_WHAT YOU ARE ASKED TO DO_
Find "Target: air vent" in the material below, then copy that line and every subsequent line to the end, exactly.

□ □ □ □ □ □ □

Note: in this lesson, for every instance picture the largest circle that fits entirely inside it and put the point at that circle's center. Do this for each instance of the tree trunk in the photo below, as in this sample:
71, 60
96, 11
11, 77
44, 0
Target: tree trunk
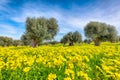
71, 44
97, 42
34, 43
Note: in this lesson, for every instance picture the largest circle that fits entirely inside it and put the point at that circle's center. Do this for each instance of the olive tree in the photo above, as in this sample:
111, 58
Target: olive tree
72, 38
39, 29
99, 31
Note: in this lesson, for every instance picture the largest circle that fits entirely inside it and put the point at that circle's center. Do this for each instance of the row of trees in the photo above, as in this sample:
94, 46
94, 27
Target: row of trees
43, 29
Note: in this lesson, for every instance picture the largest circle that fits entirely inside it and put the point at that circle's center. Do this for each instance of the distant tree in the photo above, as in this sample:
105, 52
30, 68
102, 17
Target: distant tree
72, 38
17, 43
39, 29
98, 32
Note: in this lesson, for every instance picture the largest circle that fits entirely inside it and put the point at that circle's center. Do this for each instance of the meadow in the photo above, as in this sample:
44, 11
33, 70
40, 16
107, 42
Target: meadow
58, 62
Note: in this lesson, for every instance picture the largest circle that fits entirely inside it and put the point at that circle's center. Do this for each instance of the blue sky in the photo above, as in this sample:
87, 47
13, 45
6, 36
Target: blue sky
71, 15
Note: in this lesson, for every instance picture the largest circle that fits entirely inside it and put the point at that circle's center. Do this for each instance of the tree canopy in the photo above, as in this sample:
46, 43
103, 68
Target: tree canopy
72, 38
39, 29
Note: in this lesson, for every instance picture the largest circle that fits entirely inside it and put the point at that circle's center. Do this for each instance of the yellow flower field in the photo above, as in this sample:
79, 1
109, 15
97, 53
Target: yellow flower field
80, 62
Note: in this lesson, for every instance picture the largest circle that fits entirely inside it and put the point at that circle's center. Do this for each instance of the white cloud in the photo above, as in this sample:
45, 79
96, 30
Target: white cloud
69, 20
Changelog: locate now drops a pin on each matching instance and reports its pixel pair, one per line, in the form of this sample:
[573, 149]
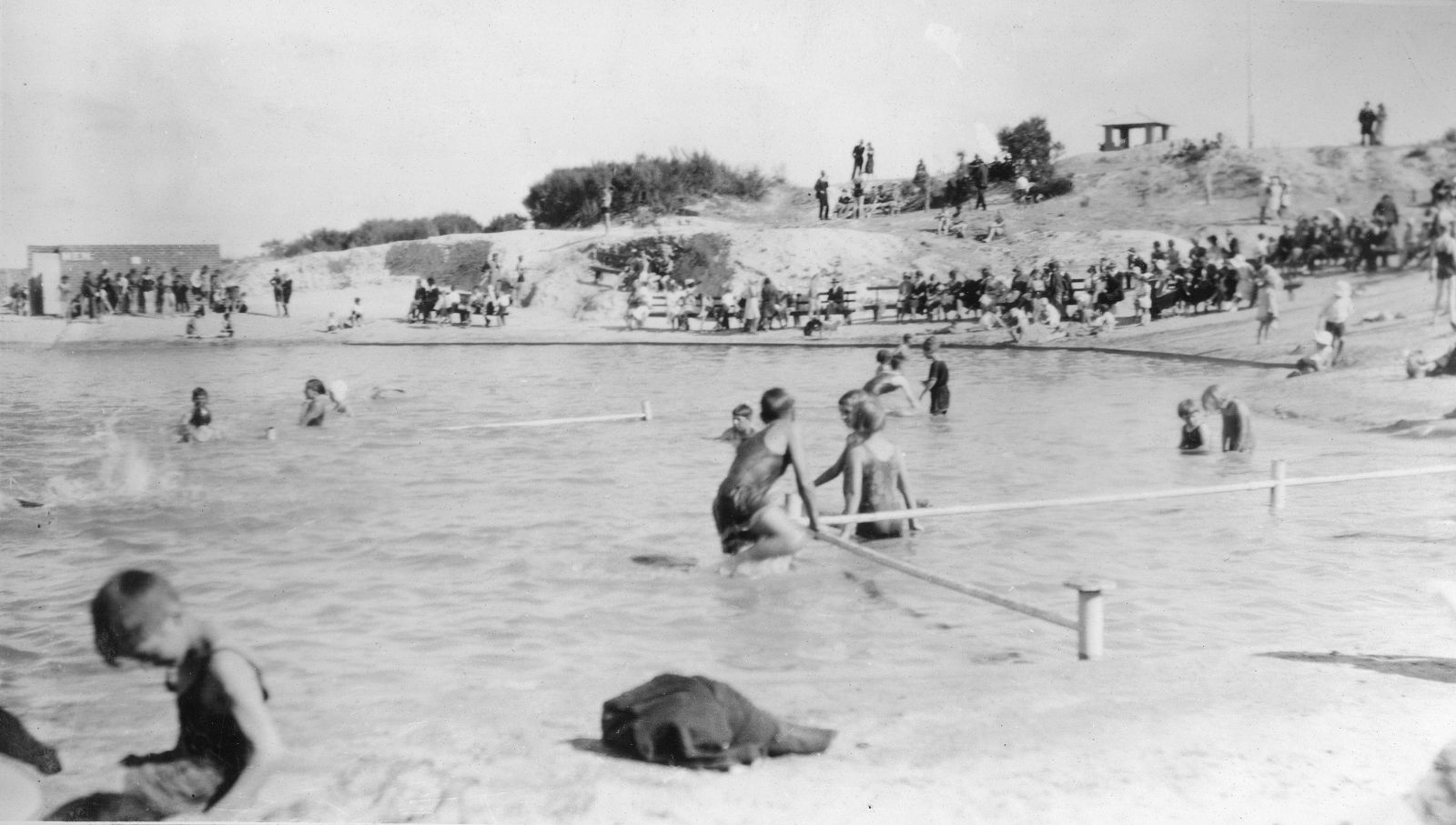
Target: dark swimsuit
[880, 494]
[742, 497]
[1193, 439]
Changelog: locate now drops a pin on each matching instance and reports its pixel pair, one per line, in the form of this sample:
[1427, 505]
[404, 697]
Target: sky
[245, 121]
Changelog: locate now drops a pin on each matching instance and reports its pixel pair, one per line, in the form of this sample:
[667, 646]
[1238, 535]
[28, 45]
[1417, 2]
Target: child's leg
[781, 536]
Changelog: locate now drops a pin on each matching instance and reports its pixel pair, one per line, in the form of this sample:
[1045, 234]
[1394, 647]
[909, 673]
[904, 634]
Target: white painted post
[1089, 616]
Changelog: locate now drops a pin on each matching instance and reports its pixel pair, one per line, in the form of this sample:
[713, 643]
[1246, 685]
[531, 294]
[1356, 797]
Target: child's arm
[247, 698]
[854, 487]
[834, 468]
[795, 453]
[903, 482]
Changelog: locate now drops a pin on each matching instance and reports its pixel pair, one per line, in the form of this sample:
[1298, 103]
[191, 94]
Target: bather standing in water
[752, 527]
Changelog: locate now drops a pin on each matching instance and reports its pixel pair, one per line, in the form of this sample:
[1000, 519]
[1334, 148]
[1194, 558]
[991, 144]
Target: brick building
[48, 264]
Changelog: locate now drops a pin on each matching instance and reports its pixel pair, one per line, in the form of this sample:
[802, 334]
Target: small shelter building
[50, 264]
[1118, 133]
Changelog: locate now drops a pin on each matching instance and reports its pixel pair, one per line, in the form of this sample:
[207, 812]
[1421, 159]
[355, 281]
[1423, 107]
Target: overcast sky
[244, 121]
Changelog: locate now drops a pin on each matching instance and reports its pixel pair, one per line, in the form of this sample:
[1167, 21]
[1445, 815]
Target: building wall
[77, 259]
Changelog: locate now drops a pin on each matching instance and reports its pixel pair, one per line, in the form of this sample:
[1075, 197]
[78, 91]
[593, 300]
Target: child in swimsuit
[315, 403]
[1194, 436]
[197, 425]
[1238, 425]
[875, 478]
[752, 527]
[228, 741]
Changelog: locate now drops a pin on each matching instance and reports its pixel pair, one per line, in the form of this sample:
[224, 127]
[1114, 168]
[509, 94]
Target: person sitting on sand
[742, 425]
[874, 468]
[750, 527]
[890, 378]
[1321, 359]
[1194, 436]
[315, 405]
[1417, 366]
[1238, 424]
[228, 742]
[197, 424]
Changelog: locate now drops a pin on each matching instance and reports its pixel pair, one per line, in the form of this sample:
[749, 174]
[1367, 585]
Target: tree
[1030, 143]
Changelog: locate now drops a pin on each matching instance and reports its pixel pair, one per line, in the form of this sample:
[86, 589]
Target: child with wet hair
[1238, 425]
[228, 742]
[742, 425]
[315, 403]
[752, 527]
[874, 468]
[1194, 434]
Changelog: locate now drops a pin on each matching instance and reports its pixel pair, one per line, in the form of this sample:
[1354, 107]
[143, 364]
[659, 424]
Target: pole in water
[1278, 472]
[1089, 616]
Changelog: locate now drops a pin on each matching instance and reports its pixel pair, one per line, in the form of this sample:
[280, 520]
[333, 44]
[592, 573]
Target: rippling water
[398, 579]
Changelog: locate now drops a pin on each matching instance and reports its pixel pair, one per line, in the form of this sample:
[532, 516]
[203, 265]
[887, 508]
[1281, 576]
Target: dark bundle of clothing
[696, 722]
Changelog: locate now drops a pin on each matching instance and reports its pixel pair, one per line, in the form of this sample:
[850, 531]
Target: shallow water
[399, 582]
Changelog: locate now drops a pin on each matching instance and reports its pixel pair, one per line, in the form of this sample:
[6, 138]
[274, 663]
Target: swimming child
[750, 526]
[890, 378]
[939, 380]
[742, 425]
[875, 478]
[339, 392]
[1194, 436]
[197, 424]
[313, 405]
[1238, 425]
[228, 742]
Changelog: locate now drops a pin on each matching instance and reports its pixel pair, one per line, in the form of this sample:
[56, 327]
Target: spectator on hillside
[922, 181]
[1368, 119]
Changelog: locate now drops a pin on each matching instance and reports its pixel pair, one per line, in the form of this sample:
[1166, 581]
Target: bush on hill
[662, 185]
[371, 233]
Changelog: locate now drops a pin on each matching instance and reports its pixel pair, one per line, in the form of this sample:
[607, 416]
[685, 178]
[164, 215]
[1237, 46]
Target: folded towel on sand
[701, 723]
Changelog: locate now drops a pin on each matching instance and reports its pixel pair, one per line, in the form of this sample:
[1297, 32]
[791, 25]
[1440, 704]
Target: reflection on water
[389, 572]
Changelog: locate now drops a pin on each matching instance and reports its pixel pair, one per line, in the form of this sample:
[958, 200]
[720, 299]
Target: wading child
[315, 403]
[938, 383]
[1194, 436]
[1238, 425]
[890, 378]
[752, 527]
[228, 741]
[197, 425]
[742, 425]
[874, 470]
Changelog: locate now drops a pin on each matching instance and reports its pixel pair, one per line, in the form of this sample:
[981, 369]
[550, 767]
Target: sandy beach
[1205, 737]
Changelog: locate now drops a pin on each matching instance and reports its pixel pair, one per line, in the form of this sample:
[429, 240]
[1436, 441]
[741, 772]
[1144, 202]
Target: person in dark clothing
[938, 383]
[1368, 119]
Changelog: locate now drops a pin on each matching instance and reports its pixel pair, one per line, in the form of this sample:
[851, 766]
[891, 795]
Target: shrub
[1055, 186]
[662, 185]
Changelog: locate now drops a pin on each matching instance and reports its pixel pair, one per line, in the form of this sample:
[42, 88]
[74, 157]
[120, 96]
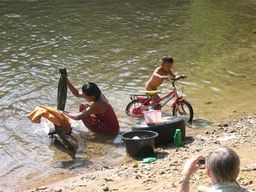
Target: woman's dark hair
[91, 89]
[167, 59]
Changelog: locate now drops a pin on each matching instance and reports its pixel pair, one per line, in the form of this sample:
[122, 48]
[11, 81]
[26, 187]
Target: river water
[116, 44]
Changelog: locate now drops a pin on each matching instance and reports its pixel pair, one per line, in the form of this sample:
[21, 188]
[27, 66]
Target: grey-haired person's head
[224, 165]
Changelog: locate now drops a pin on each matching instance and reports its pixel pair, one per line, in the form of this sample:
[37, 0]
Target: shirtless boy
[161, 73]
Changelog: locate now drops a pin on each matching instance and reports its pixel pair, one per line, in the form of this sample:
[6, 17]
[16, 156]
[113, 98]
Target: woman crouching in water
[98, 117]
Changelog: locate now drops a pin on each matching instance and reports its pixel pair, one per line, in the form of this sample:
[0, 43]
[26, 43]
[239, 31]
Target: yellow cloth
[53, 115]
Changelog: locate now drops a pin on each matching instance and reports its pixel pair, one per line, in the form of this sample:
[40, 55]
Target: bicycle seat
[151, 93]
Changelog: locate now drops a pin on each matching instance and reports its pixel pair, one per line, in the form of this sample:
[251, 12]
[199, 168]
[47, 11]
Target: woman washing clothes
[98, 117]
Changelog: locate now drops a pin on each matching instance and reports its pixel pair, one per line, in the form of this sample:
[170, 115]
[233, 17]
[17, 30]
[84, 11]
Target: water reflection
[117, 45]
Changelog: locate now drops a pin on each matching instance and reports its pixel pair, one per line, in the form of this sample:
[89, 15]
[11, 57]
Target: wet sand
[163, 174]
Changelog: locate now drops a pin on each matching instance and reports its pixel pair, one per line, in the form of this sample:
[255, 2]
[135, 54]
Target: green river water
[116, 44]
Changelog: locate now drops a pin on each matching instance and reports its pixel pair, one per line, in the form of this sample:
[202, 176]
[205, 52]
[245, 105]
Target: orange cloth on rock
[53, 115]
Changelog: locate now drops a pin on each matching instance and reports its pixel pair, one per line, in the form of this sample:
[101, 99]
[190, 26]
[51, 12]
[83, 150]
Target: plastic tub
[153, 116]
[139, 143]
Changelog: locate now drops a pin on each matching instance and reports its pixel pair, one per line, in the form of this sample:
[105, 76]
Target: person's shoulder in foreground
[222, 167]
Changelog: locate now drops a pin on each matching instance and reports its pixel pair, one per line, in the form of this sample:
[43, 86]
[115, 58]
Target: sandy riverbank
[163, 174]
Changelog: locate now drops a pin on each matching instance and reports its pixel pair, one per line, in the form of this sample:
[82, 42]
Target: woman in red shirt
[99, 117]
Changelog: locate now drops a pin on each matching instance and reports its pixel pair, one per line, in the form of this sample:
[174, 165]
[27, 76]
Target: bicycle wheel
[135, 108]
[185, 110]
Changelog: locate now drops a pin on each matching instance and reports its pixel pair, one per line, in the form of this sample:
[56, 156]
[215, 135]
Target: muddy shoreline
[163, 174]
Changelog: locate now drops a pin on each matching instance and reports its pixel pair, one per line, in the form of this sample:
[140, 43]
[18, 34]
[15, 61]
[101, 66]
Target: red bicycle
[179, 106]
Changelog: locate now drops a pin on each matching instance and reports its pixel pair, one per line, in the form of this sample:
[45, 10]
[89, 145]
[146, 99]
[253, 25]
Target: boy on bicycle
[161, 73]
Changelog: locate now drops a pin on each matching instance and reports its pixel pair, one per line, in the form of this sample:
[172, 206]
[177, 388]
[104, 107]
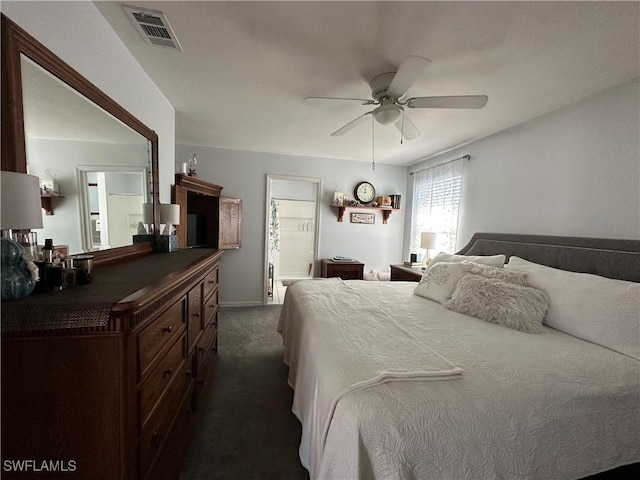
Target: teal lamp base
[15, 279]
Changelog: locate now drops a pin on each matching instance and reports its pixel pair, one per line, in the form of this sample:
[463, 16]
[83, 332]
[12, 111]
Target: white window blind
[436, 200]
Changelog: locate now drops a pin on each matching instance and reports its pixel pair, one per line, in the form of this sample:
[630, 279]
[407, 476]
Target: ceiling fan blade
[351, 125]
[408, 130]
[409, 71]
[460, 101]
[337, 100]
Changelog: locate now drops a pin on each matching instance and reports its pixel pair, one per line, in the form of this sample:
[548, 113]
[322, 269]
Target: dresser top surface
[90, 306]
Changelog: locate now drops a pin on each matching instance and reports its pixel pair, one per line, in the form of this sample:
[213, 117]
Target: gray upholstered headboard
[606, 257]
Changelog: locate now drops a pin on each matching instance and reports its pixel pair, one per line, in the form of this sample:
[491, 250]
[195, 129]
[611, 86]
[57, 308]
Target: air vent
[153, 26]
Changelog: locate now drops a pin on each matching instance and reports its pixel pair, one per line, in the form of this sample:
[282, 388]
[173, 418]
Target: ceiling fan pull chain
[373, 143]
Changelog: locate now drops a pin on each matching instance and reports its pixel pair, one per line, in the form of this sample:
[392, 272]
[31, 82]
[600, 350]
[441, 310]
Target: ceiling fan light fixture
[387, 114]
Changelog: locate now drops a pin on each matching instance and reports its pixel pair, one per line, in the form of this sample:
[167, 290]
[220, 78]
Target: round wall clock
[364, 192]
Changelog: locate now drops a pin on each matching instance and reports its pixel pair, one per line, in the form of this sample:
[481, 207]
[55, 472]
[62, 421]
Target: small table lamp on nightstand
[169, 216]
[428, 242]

□ □ □ □ □ □ □

_RESPONSE TO THIS TASK_
Target: air vent
[153, 26]
Changelog: locate now drops a pin on each matching instance and reports its pixel pair, one per line, in the form of this sample:
[282, 388]
[173, 418]
Target: ceiling fan pull chain
[373, 143]
Changelog: locate now drops a pin on each matching instance and reports its pixel pair, one per line, in the form of this sample:
[392, 272]
[31, 82]
[600, 350]
[441, 310]
Target: ceiling fan light fixture
[387, 114]
Changelog: locate now drops a pin on each matching instance and reports its pixel pair, one per line, in the form of this sample:
[167, 290]
[220, 78]
Target: round wall clock
[364, 192]
Changelog: locate now drops a pin on each matching instance and reports its pixel pair, one per line, in the form of this sample:
[481, 207]
[55, 472]
[62, 421]
Target: small table lamp on nightstand
[169, 216]
[428, 242]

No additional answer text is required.